## Start AVAILABLE DATA

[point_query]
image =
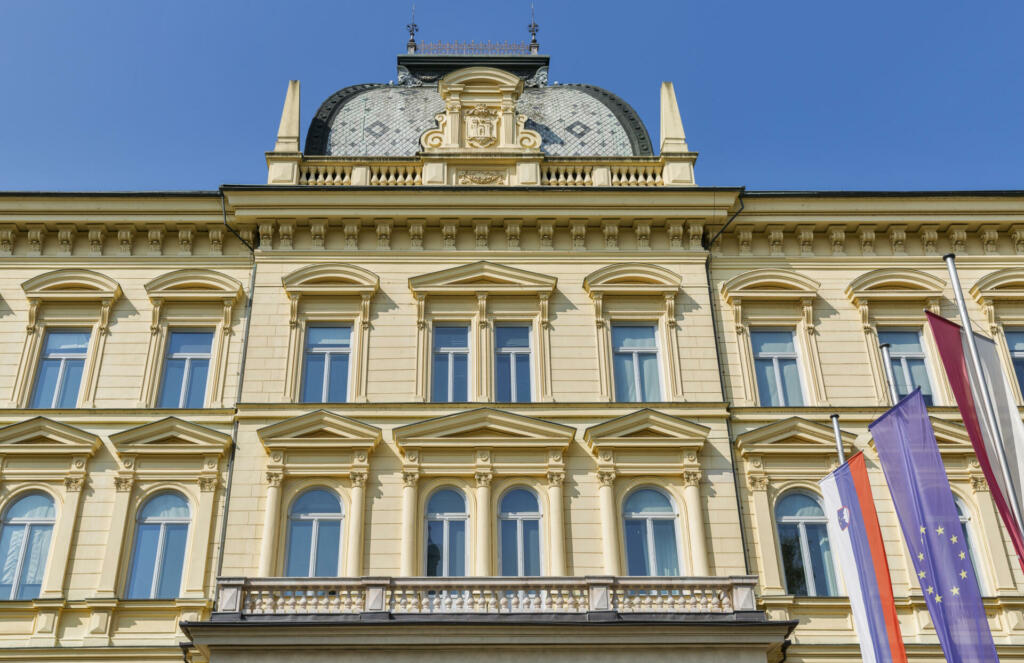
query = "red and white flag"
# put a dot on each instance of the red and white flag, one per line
(963, 374)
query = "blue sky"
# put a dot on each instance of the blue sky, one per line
(795, 95)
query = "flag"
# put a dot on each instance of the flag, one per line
(931, 526)
(956, 359)
(856, 539)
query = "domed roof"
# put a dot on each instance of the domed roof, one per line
(378, 120)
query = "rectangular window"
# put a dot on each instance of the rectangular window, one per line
(60, 366)
(325, 367)
(512, 365)
(186, 366)
(451, 368)
(776, 368)
(635, 362)
(1015, 340)
(907, 356)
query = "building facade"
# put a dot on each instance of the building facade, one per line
(475, 368)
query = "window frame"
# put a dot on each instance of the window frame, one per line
(446, 518)
(28, 524)
(805, 551)
(775, 366)
(519, 518)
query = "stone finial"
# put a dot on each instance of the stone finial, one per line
(673, 137)
(288, 130)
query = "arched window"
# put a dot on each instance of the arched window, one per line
(519, 523)
(314, 535)
(446, 519)
(25, 545)
(803, 537)
(159, 556)
(969, 539)
(650, 534)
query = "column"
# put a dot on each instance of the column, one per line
(353, 551)
(483, 521)
(53, 580)
(609, 520)
(409, 522)
(271, 515)
(694, 522)
(556, 525)
(107, 585)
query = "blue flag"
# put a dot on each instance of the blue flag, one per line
(928, 516)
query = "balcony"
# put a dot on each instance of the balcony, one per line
(239, 598)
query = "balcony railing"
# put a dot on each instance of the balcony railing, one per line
(268, 596)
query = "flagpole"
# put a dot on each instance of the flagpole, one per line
(986, 397)
(839, 439)
(887, 367)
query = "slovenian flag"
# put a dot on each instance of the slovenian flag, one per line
(856, 540)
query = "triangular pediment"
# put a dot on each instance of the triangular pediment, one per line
(484, 426)
(645, 428)
(41, 436)
(320, 429)
(482, 277)
(171, 436)
(792, 437)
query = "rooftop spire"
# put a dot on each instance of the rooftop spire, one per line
(413, 29)
(532, 28)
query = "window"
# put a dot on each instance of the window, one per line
(807, 562)
(635, 363)
(325, 369)
(451, 370)
(60, 366)
(446, 519)
(314, 535)
(512, 382)
(776, 368)
(160, 547)
(1015, 340)
(186, 366)
(907, 358)
(650, 535)
(519, 523)
(25, 545)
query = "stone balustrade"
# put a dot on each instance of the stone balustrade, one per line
(506, 595)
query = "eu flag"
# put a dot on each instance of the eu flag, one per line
(927, 514)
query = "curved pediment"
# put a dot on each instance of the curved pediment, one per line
(489, 278)
(632, 278)
(194, 285)
(72, 284)
(769, 284)
(320, 429)
(646, 428)
(41, 436)
(331, 280)
(171, 436)
(795, 436)
(483, 427)
(894, 284)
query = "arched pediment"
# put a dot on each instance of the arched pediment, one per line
(194, 285)
(40, 436)
(320, 429)
(794, 436)
(895, 284)
(632, 278)
(482, 277)
(644, 429)
(331, 280)
(71, 285)
(483, 427)
(170, 436)
(769, 284)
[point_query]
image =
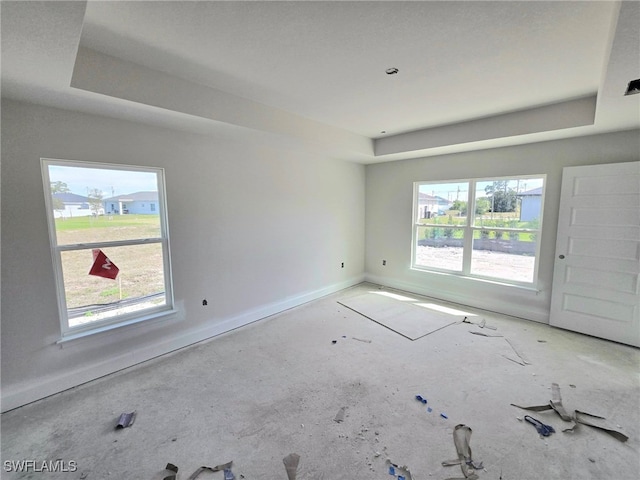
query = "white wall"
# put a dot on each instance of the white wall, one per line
(254, 230)
(389, 199)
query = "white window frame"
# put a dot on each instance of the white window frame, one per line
(78, 331)
(470, 227)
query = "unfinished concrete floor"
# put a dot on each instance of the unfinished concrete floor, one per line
(261, 392)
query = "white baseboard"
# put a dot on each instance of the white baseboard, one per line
(19, 395)
(488, 303)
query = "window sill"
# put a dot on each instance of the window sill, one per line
(72, 337)
(530, 288)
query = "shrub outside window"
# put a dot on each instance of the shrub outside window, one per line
(482, 228)
(109, 241)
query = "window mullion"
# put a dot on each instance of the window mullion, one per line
(468, 233)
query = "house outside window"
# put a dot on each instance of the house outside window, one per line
(111, 269)
(480, 228)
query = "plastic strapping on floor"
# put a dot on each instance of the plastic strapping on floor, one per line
(461, 439)
(556, 404)
(291, 462)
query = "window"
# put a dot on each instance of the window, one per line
(111, 269)
(481, 228)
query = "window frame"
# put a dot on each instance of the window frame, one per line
(470, 227)
(67, 331)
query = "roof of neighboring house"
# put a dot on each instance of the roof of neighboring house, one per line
(68, 197)
(134, 197)
(531, 193)
(426, 197)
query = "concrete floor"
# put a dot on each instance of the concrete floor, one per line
(256, 394)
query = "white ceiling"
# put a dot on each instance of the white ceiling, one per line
(312, 74)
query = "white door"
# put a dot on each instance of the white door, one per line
(597, 267)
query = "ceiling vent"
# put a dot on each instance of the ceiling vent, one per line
(633, 87)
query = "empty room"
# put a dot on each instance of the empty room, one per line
(320, 240)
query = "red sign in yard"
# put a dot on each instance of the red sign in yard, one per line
(102, 266)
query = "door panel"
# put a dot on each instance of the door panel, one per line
(596, 282)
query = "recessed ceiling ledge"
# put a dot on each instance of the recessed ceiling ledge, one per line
(107, 75)
(568, 114)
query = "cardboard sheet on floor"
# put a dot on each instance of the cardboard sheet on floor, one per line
(409, 319)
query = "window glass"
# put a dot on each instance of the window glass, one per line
(109, 242)
(497, 221)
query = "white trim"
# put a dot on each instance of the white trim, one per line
(113, 326)
(470, 228)
(36, 389)
(487, 302)
(75, 332)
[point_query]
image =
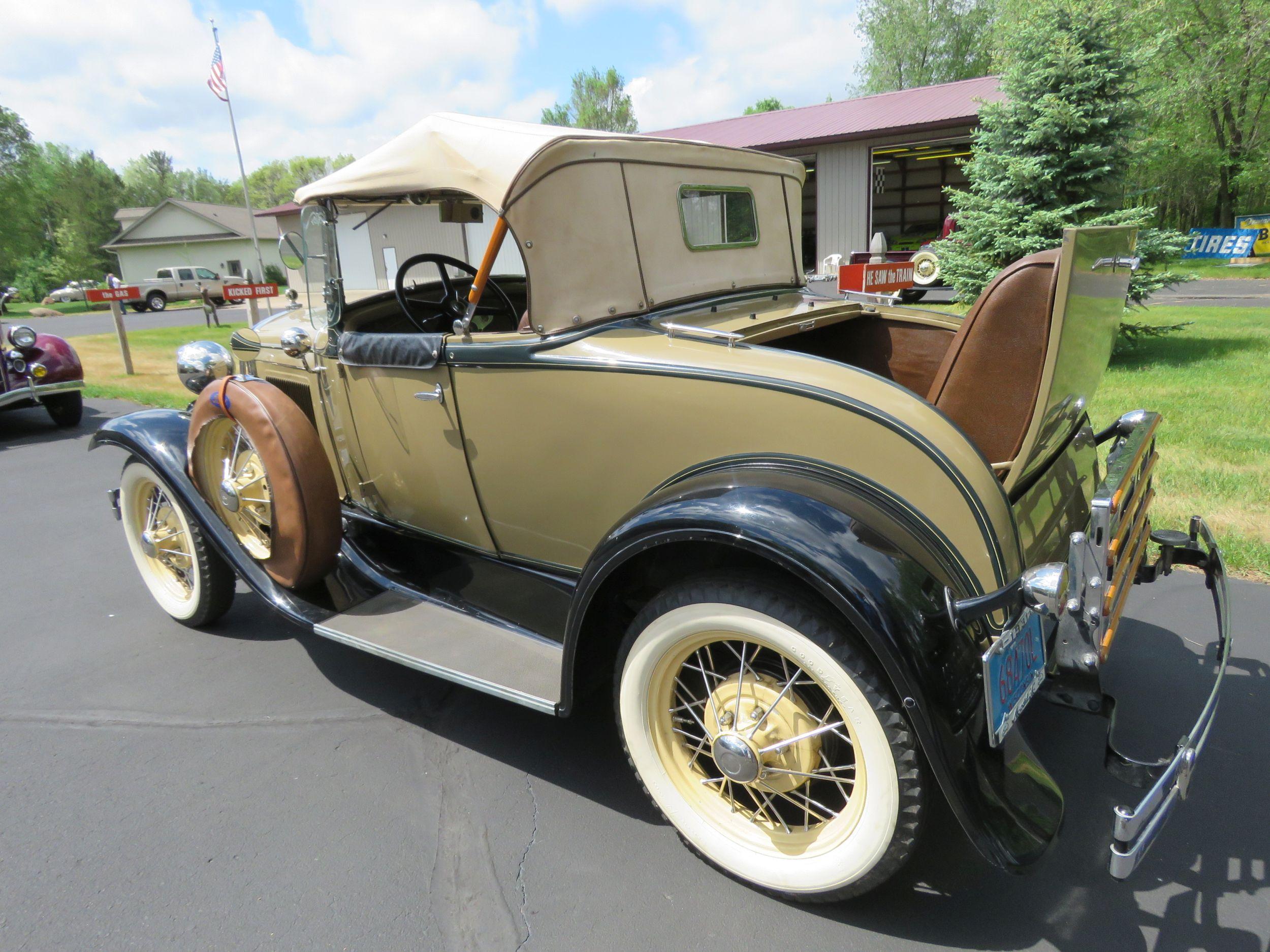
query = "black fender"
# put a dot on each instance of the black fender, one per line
(884, 568)
(158, 438)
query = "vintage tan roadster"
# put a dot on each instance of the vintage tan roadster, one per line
(823, 551)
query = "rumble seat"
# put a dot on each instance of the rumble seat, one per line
(991, 375)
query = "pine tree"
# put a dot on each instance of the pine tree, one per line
(1055, 151)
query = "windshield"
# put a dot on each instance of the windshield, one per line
(319, 247)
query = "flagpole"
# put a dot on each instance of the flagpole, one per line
(247, 196)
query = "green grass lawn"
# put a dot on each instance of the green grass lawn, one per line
(16, 310)
(154, 361)
(1211, 382)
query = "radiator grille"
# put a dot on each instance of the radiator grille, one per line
(300, 394)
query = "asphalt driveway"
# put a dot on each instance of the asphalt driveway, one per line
(258, 787)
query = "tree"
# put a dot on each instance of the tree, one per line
(276, 183)
(921, 42)
(1055, 153)
(598, 102)
(765, 106)
(1208, 92)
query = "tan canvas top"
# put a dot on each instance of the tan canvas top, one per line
(483, 158)
(445, 151)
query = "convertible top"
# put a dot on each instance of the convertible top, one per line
(597, 216)
(486, 158)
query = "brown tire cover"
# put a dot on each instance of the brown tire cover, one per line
(305, 534)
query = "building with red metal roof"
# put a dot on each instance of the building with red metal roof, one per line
(877, 163)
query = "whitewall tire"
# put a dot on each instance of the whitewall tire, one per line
(796, 771)
(188, 580)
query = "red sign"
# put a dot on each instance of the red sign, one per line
(125, 293)
(883, 278)
(242, 292)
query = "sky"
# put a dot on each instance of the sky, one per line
(328, 77)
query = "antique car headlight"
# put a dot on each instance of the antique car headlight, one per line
(202, 362)
(1044, 588)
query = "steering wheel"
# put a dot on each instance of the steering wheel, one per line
(425, 314)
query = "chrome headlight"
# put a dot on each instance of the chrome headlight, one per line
(1044, 588)
(202, 362)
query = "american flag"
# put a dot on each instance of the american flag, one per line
(216, 82)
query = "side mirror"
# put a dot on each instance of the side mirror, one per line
(245, 344)
(296, 342)
(290, 250)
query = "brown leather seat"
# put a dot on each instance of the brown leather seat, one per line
(991, 374)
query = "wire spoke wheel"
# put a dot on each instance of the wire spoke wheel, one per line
(232, 469)
(163, 539)
(756, 742)
(768, 738)
(188, 582)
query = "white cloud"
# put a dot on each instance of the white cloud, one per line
(799, 51)
(129, 77)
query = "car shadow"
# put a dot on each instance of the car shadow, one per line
(1212, 849)
(1215, 847)
(35, 425)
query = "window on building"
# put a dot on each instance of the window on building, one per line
(718, 217)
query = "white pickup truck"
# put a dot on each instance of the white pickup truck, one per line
(181, 283)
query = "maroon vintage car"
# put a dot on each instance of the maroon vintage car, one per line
(40, 370)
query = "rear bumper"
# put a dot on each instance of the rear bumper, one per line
(32, 392)
(1105, 563)
(1136, 828)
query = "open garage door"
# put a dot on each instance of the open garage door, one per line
(908, 189)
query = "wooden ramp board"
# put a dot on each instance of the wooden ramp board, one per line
(431, 636)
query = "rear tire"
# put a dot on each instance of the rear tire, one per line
(807, 672)
(188, 580)
(67, 409)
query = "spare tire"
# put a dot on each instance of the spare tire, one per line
(258, 461)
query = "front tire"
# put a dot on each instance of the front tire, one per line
(188, 580)
(796, 772)
(67, 409)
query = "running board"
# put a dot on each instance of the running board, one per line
(430, 636)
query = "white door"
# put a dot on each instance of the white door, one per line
(356, 260)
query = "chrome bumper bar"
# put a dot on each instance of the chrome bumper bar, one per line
(35, 391)
(1137, 828)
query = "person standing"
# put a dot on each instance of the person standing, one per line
(209, 306)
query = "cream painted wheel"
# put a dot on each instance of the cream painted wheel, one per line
(230, 466)
(768, 742)
(188, 582)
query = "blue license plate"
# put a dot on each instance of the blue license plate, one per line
(1014, 668)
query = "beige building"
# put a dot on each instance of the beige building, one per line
(195, 234)
(877, 163)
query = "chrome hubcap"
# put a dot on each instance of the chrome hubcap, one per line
(736, 758)
(229, 496)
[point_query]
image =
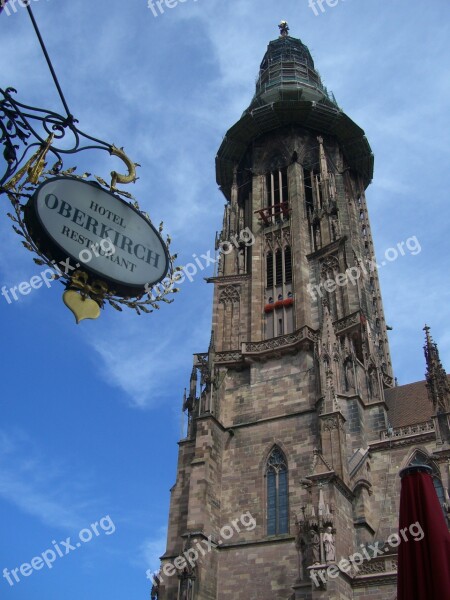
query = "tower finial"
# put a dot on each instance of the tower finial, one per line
(284, 29)
(437, 381)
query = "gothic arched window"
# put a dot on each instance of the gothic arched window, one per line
(269, 269)
(278, 267)
(288, 264)
(277, 493)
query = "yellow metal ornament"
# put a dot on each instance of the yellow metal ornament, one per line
(81, 306)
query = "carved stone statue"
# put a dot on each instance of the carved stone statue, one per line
(328, 545)
(314, 547)
(301, 546)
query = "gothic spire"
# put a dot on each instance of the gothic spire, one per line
(437, 381)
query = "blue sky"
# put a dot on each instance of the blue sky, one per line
(90, 414)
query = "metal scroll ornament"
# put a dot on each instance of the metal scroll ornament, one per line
(30, 137)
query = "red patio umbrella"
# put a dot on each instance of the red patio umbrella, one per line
(423, 564)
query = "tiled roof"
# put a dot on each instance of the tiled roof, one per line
(408, 404)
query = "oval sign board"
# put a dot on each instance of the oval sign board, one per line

## End AVAILABLE DATA

• **SHORT PROBLEM**: Extract every line of the data above that contains the string "radiator", copying each line in full.

• **SOLUTION BELOW**:
query = "radiator grille"
# put a dot on each instance of the radiator grille, one per line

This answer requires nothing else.